The exercise
Extend the mailing-list reply on preventing automatic IPMI initialization, starting right after its final sentence.

RE: [PATCH] ipmi: add new kernel options to prevent automatic ipmi init

From: Evans, Robert
Date: Fri Dec 21 2012 - 16:38:27 EST


I have made a few observations in the past few days:

1) Unique IPMI device ID's did not seem to make a difference.
Stratus still could not hot remove one of the KCS interfaces.


2) From what I see in IPMI spec section 20.1, having unique
device ID's is not required:

Controllers that implement identical sets of applications
commands can have the same Device ID in a given system.
Thus, a 'standardized' controller could be produced where
multiple instances of the controller are used in a system,
and all have the same Device ID value. [The controllers
would still be differentiable by their address, location,
and associated information for the controllers in the
Sensor Data Records.]


3) Stratus can get by without a change to kernel 2.6.32

Stratus could not hot-remove all interfaces automatically
discovered by ipmi_si, but it is possible to hot-remove all
hardcoded interfaces. One of the Stratus KCS interfaces will
always be online at boot time. Thus if Stratus hardcodes both
of the KCS interfaces, at least one of those will be detected
when ipmi_si initializes; this will prevent ipmi_si from trying
to auto-detect any interfaces. Later during system startup,
a Stratus script can run to hot-remove all interfaces from use
by ipmi_si. Using this technique Stratus has a method to
dedicate all the KCS interfaces exclusively for use by the
Stratus driver without needing any kernel changes.

I have verified this technique with the most recent 2.6.32-348
kernel released in a Red Hat Enterprise Linux 6.4 beta snapshot.
As long as the same behavior is present in the upstream kernel,
we do not need a change to the kernel to support Stratus servers.

Given material
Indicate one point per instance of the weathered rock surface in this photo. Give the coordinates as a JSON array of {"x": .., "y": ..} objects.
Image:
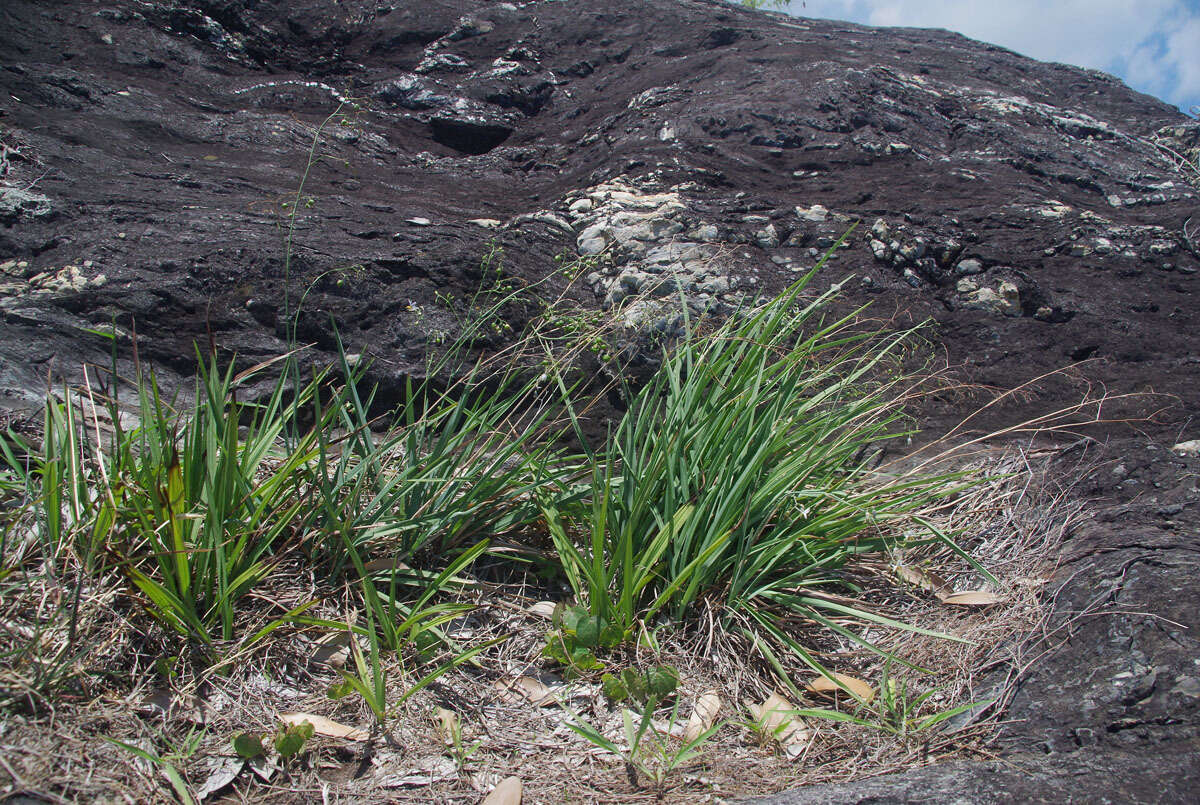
[{"x": 150, "y": 152}]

Response for this exercise
On 12/17/2012 4:14 PM, Evans, Robert wrote:
>On 12/14/2012 12:02 PM, Corey Minyard wrote:
>>On 12/14/2012 10:25 AM, Evans, Robert wrote:
>>> Corey,
>>>
>>> Thanks for the thoughtful reply. Below I respond in detail to
>>> these three points.
>>>
>>> 1) Why building a variant kernel with ipmi_si as a module is not
>>> feasible.
>>>
>>> 2) User mode access to IPMI on Stratus systems (e.g. ipmitool).
>>>
>>> 3) ipmi_si hot removal seems to not work as needed.
>>>
>>> Stratus might be able to use the hot removal option instead of the
>>> proposed patch if hot removal can remove all interfaces from usage
>>> by ipmi_si. Our testing of this option was not successful as
>>> shown below.
>>>
>>> - - -
>>>
>>> 1) Why building a variant kernel with ipmi_si as a module is not
>>> feasible:
>>>
>>> Stratus sells servers based upon Red Hat Enterprise Linux (RHEL).
>>> In the next release of RHEL, ipmi_si will be built into the kernel
>>> so that access to ACPI opregion is available early in kernel
>>> startup. Stratus systems run the Red Hat kernel so that the
>>> system is certified and supported by Red Hat. For this reason
>>> using a custom kernel configured to build ipmi_si as a module is
>>> not an option.
>>
>>Yes, the RHEL engineer explained this to me, and it makes sense now.
Thanks.
>>
>>>
>>>
>>> 2) User mode access to IPMI on Stratus systems:
>>>
>>> Although Stratus provides a replacement for ipmi_si, we depend
>>> on ipmi_msghandler and ipmi_devintf. The device /dev/ipmi0 is
>>> present and this device is utilized by the user-mode system
>>> management software Stratus supplies.
>>>
>>> Therefore other programs like ipmitool can send IPMI commands and
>>> get responses on Stratus systems.
>>
>>Ah, ok. That's good.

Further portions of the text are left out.